Therapist self disclosure: is sharing caring, or is it over-sharing?
As I worked on my new website - where this blog now lives - to prepare to launch my private practice (I am hopefully going to qualify and start working in June), I was faced with a decision. How much of me do I share?
The whole topic of 'self-disclosure', as it is termed within the counselling profession, is a hot one, with strong views being held. At the extremes, the positions are a) say and share nothing about yourself with a client, even if asked a direct question (e.g. do you have children, are you married, what is your favourite colour?) - for many who hold this view they would turn the question back on the client and ask why they are asking or say soemthing like "It seems to be important to you to know if I am married; or b) be totally open and transparent, answers all questions directly and proactively talk about your life and lived experience. Quite a difference in approach.
As ever in counselling and in life, most of us sit somewhere in between these two positions - somewhere in the grey area. That said, my experience to date tells me that the available literature and the conventional wisdom within the profession I have heard is that less (self disclosure) is more, and that the majority of counsellors/therapists are more comfortable disclosing nothing or very, very little of themselves. I take a different view.

_Apply what you read_:
**a)** In the blog post on therapist self-disclosure, when does the writer hope to qualify and start working?
**b)** Do the following statements agree with the blog post on therapist self-disclosure? Answer yes or no to each, quoting the words that decide it.
(i) Most counsellors hold a position between the two extremes.
(ii) The conventional wisdom in the profession favors more self-disclosure.
(iii) The writer agrees with the majority of counsellors on this topic.
**c)** Continue the blog post on therapist self-disclosure, starting after its final sentence.
The data that comes after this blog post on therapist self-disclosure is separate material.

_Source information_:
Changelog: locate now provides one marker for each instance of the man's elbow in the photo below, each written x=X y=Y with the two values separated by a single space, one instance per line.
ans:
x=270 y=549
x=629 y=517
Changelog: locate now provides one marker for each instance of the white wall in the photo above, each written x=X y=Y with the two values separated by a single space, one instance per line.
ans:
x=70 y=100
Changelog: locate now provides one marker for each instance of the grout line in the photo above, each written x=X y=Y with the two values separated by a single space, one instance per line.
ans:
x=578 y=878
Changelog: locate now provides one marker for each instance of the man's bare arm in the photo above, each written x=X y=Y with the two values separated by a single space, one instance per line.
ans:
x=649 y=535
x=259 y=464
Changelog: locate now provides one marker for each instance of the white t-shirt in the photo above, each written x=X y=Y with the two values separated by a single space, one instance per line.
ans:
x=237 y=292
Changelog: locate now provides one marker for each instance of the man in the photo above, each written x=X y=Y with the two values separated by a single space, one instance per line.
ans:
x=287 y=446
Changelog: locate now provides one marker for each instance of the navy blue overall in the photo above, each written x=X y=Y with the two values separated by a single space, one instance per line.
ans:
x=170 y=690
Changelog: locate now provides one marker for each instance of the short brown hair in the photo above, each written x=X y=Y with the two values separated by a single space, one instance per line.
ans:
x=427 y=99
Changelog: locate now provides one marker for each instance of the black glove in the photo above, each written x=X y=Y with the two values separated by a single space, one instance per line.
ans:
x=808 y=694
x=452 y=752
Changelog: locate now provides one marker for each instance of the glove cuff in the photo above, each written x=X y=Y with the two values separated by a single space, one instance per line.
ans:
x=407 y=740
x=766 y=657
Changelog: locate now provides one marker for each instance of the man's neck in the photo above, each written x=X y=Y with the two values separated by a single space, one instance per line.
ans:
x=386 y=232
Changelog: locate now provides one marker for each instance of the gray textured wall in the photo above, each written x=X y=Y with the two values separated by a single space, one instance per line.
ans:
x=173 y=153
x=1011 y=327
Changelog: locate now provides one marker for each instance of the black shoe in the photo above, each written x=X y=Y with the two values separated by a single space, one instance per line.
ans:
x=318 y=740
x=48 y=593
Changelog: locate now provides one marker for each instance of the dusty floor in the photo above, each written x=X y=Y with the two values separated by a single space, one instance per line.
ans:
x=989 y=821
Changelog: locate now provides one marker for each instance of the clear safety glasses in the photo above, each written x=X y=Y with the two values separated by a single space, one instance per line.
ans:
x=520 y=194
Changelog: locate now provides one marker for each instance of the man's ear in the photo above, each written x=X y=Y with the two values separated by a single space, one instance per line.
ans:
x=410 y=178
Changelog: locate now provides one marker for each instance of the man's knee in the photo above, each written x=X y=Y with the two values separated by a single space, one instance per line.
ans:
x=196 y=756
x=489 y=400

_Task responses_:
**a)** In June.

**b)**
(i) Yes: "most of us sit somewhere in between these two positions"
(ii) No: "less (self disclosure) is more"
(iii) No: "I take a different view."

**c)**
I make a distinction between inside and outside the counselling room. In the room, my focus and attention is on my clients and I only make a personal disclosure when asked a question which I consider (in the very brief time available) that answering it meets the test of being authentic and honest, without taking attention away from the most important person in the room: my client;
or when sharing something of my own life and/or experience is helpful, relevant and is clearly staying with the client's frame of reference and is not directing the client away from their material or to move from a difficult emotion or feeling because one or both of us feels uncomfortable.
Having made that distinction and set out my approach within the room - which is always governed by that test of helpfulness and relevance (to the client - not to me) - I am much more proactive and self-disclosing outside the room.
By that I mean on my website, blog, social media and when I speak and lecture about mental health and wellbeing. Part of what has brought me to this place (writing this blog as I continue my training and hopefully soon start my career as a qualified psychotherapist/counsellor) is my lived experience. My breakdown; years living with anxiety and depression (which I do every day); my time working with other therapists on my own life and challenges; all that I have done professionally and personally which helps to me make me the person and therapist I am today; and what I have learnt and learn every day working with clients.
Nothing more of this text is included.